Supplied text:

Sage Publications, 1988
The idea of an “Integrative Psychotherapy” has been around for some time. It usually means the bringing together of affective, cognitive, physiological, systems, biodynamic and perhaps behavioural approaches to psychotherapy. Insights to do with developmental issues are also important. \The risk in attempting to integrate various approaches is that you may end up with a mix (or a mess) and not an integration. On the other hand the creative potential of the enterprise is obvious. \Many “eclectic” therapists I have met insist that the integration of influences takes place at the personal level for each therapist rather than the theoretical . If this is so then integrative psychotherapy is a mystery or an infinite number of mysteries and not a single clarity. An alternative approach is to view the notion of “integrative” not as a destination but as a path or direction, as a way of naming a process which is continually re-discovering and re-defining itself. The task is to capture that process in theory or in some other way.
This latter description seems to best fit what Erskine and Moursund have produced. They make an attempt, in a long introduction, to offer a theoretical overview of what they mean by integrative psychotherapy. This consists of an excellent summary of Transactional Analysis theory side by side with a sketchy, oversimplified piece on Gestalt. Reich’s ideas get two paragraphs and the odd mention here and there. Systems and other approaches are mentioned briefly. While disappointing this is not surprising. Erskine is described on the dust jacket as having won the “Eric Berne Scientific Award for advances in theory of Transactional Analysis.” The final sentence of the theoretical introduction seems to suggest the author’s own frustration with theory.
“We hope that clients and therapists’ actual words may help to convey some of the affective involvement that gives integrative psychotherapy impact.”
Accordingly the remainder of the book is given over to transcripts of 11 individual sessions, mainly with Richard Erskine as therapist assisted by Rebecca Trautman. Each session takes place in a group of 16-20 people on a 10 day therapy residential. A large number of interventions and approaches are displayed. Each script is carefully annotated – every pause and physical gesture is recorded in brackets – together with ”running commentaries” from the authors. These commentaries (which do not form part of the session itself) serve to explain the therapist’s thinking, how he sees his options and what he chooses to avoid at each important stage of the session. The important principles behind the therapist’s approach are also set out, for example:
“The fuzziness is beginning to clear; the major issue, Jon’s relationship with his father, is moving into the foreground. It is not a matter of the therapist’s zeroing in on a theme, or even of Jon himself deciding what he wants to work on. Rather it is like an intricate dance, with each participant contributing to weaving a pattern – a pattern that becomes more and more visible as the dance continues.”

Activity 1:
According to the review of Erskine and Moursund's book on integrative psychotherapy, who assists Richard Erskine as therapist in the transcribed sessions?
Activity 2:
Write the next part of the review of Erskine and Moursund's integrative psychotherapy book, starting after the quoted passage about the intricate dance.
None of the material is needed for these tasks.

Entries provided:
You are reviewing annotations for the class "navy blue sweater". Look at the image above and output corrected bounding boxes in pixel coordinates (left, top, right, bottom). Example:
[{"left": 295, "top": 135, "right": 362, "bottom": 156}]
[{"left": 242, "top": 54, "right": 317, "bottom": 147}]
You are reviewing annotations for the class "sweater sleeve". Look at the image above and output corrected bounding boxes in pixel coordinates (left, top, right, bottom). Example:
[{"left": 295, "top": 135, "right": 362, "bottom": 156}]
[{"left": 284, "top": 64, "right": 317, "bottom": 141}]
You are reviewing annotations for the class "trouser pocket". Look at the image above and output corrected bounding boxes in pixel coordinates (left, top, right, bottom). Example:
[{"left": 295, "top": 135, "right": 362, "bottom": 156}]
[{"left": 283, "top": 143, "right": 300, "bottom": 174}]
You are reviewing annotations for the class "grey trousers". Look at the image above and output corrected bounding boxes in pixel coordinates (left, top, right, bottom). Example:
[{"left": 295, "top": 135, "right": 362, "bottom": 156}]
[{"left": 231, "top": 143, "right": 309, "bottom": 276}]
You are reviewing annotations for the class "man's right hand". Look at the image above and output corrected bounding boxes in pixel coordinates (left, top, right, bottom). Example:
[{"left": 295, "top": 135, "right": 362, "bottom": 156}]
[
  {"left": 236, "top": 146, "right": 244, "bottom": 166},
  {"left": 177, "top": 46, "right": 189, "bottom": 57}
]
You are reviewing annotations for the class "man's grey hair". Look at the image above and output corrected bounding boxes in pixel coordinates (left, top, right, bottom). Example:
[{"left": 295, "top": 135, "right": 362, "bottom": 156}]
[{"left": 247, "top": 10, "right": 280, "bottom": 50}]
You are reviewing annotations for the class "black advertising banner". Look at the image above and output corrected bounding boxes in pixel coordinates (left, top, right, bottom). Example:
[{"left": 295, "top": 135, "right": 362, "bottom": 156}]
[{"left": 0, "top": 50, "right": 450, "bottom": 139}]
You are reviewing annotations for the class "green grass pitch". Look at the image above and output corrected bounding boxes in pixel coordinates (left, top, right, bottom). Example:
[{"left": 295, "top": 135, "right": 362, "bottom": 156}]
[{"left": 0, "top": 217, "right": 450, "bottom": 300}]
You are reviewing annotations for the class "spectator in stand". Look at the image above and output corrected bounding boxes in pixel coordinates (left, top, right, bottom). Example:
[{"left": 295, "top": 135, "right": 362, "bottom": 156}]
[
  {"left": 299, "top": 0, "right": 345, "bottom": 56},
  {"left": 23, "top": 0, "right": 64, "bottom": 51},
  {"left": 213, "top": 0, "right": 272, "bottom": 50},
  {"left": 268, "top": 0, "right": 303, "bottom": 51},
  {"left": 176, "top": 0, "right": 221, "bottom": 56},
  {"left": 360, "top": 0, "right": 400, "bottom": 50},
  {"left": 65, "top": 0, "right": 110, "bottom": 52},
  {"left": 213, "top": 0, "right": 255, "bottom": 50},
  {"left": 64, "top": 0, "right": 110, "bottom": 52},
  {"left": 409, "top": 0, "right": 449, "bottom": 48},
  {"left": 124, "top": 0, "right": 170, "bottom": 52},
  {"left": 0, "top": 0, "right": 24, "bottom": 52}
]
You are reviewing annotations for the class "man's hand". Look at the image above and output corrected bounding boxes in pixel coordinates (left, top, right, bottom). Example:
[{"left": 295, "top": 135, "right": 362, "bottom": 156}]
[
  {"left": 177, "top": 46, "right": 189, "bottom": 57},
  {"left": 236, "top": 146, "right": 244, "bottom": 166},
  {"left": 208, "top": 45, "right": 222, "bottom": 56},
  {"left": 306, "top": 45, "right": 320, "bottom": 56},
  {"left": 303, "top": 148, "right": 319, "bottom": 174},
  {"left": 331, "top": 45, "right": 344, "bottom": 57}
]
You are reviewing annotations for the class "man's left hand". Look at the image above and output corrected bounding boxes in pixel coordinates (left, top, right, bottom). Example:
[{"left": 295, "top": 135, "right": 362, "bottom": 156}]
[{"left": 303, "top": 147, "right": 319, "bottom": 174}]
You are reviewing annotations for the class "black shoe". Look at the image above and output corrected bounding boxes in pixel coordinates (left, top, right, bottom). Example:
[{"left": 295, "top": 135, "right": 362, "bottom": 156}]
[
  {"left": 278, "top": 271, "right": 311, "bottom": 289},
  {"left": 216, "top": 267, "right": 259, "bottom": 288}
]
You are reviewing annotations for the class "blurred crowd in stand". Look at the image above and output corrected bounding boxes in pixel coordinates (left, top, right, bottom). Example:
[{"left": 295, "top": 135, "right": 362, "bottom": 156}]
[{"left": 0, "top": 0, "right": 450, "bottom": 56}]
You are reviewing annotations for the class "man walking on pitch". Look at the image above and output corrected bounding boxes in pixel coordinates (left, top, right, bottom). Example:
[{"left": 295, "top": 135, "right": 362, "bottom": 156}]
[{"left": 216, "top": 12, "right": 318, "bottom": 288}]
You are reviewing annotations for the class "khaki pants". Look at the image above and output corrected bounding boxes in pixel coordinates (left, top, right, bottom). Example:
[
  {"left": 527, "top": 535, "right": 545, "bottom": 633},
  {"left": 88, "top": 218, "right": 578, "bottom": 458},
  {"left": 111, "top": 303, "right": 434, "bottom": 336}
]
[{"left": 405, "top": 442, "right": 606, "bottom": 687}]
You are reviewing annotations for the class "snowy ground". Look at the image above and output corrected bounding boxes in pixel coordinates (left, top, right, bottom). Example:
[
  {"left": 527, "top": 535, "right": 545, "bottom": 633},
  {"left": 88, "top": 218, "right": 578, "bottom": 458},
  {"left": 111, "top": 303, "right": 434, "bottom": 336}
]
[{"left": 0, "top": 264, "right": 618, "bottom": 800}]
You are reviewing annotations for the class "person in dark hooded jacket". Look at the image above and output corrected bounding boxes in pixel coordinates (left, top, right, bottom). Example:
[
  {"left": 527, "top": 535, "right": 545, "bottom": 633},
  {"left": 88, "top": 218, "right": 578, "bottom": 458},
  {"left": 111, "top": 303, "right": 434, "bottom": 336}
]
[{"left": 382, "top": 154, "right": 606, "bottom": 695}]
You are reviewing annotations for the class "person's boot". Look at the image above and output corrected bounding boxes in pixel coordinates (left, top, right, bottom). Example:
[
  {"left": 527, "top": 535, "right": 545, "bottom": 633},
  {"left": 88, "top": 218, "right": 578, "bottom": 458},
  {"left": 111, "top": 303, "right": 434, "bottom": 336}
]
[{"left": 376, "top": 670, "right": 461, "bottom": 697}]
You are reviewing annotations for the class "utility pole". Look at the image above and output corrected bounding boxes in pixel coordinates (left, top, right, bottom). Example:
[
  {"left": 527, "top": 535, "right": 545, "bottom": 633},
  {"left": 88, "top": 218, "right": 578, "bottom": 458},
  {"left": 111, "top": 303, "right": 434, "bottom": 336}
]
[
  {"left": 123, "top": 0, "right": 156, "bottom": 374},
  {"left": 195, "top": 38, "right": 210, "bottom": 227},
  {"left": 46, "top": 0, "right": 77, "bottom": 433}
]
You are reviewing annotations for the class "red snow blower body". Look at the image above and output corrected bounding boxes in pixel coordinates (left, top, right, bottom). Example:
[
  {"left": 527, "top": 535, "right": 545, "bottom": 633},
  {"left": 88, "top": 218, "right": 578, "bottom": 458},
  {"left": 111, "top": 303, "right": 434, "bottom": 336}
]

Reply 1:
Rebecca Trautman

Reply 2:
These annotated transcripts also manage to convey a sense of timing, of connectedness and artistry in the way the therapists “use” themselves and their knowledge of various models, within the therapeutic encounter. It is this sense of informed inspiration, so difficult to capture in theoretical exegesis, which makes the action-based or experiential therapies so compelling. The emphasis in their work is often on the quality of contact – on how clients avoid clear contact with the therapist, group members and themselves in a variety of ways:
“Emily:(Pause) I find it very difficult to tell her….(her fist is clenching on the mat)
Richard: But your hand is talking. There’s tension in that fist.
Emily: My mother was incapable of hearing anything about sex.
Richard: (holding his hand up to her fist so that she can push against it) Push here. Push against her instead of you, and say it again to her.”
My overall impression of these 11 sessions is of an effective integration of transactional analysis and Gestalt approaches which falls short of even the AUTHORS’ definition of “integrative psychotherapy”. Nevertheless the form in which they produced this material – carefully annotated transcripts with appropriate running commentaries – is shown to work exceptionally well in conveying the informed inspiration characteristic of this work when done well.
As all good therapy takes place in the immediacy of present time, the test of an effective integration of approaches lies more in action than in theory.